Stated exercise:
In the records, from the start through the line containing "(180, 65), (242, 97)", swap every "penguin" for "seabird" and change nothing else. Leave the pictures out of your answer.

[Rows of box annotation data]
## begin
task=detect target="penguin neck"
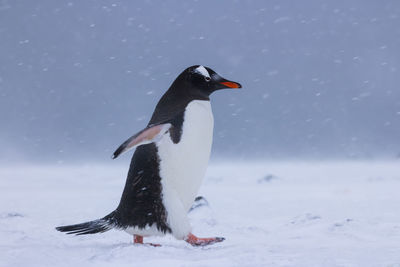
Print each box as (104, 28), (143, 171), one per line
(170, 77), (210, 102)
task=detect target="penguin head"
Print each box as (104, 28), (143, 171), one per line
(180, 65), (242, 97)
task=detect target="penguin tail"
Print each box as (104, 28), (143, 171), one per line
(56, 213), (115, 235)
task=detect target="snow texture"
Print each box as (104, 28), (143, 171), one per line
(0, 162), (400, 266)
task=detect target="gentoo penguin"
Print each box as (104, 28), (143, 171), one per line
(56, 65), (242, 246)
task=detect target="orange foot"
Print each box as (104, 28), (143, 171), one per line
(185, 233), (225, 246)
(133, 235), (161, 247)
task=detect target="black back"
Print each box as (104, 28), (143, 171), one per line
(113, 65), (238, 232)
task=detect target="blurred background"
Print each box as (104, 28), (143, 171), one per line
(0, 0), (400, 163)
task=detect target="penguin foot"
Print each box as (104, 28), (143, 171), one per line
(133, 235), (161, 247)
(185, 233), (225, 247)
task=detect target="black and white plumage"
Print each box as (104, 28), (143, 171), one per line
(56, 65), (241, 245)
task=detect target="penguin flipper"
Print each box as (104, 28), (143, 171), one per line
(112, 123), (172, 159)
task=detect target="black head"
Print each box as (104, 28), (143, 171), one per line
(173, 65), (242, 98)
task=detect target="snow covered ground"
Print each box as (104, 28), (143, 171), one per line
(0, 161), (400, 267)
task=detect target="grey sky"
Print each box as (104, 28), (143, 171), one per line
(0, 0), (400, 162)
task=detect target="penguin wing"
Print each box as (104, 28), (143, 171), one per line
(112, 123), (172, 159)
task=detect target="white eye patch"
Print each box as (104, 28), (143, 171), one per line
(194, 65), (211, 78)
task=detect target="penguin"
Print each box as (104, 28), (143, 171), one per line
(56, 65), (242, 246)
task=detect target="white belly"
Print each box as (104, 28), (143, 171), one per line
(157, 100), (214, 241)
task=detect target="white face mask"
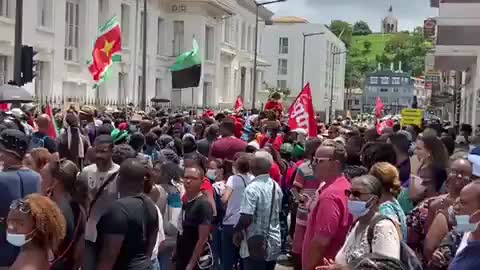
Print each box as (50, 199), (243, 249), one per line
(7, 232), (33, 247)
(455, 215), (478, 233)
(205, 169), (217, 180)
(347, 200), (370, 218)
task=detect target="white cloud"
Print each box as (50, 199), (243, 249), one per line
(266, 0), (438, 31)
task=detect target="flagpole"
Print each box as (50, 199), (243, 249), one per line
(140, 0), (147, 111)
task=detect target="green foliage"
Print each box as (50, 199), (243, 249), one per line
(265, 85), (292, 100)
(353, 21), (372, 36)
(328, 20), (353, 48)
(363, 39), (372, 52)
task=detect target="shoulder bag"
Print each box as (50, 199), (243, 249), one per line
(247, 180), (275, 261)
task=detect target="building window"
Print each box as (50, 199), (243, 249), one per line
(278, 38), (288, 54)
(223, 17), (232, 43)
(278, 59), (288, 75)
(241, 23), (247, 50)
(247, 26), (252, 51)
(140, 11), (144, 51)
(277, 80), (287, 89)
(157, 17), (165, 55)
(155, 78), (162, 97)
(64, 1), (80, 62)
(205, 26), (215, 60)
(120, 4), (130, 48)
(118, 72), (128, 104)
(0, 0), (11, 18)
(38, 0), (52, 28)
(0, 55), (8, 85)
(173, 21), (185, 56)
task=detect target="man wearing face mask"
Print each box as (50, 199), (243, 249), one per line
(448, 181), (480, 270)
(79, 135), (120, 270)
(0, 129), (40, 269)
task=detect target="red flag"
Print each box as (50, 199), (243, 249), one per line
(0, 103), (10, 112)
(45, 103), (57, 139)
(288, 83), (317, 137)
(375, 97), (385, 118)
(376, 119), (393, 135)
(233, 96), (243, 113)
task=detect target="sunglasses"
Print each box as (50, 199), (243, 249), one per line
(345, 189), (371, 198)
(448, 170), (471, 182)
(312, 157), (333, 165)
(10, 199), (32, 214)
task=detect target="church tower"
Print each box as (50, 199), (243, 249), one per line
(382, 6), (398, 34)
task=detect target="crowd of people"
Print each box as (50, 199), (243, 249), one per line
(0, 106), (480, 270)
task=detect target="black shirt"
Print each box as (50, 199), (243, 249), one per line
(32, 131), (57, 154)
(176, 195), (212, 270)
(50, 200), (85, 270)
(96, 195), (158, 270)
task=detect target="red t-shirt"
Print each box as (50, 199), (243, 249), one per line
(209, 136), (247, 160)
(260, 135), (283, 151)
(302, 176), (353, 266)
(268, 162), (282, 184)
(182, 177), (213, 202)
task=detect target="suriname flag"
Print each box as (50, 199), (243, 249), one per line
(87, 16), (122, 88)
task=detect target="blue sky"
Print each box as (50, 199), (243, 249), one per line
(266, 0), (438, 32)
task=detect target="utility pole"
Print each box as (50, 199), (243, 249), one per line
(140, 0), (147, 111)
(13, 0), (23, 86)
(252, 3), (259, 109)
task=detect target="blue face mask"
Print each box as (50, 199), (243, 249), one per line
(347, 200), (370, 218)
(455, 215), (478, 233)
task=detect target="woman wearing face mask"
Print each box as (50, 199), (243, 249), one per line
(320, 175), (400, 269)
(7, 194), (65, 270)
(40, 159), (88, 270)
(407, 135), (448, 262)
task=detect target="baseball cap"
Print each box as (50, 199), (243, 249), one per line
## end
Written response:
task=detect target="seabird neck"
Print each box as (104, 28), (143, 171), one per line
(170, 77), (210, 102)
task=detect target="seabird head"
Print each box as (104, 28), (143, 171), one per line
(180, 65), (242, 97)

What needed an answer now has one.